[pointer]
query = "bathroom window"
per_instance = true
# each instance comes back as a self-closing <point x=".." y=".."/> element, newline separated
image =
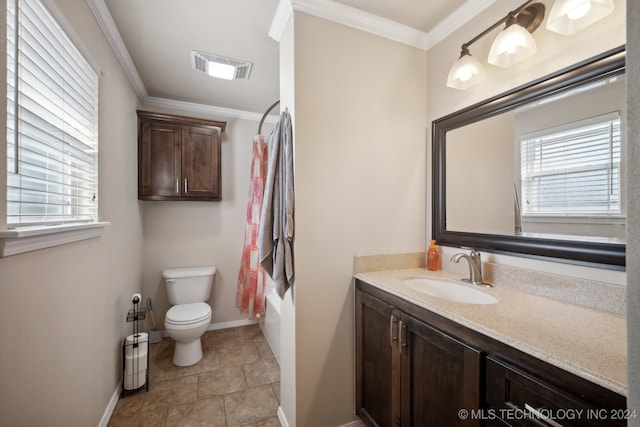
<point x="52" y="122"/>
<point x="573" y="170"/>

┄┄┄┄┄┄

## [PROBLEM DETAILS]
Reproduce all of the lines above, requests included, and shift every x and y coordinate in the answers up by 79. Omit the pictures from your output.

## [EXERCISE RESPONSE]
[pointer]
query = "bathroom window"
per_instance = true
# each instance comes back as a self-closing <point x=".." y=".."/> element, newline separated
image =
<point x="131" y="201"/>
<point x="652" y="249"/>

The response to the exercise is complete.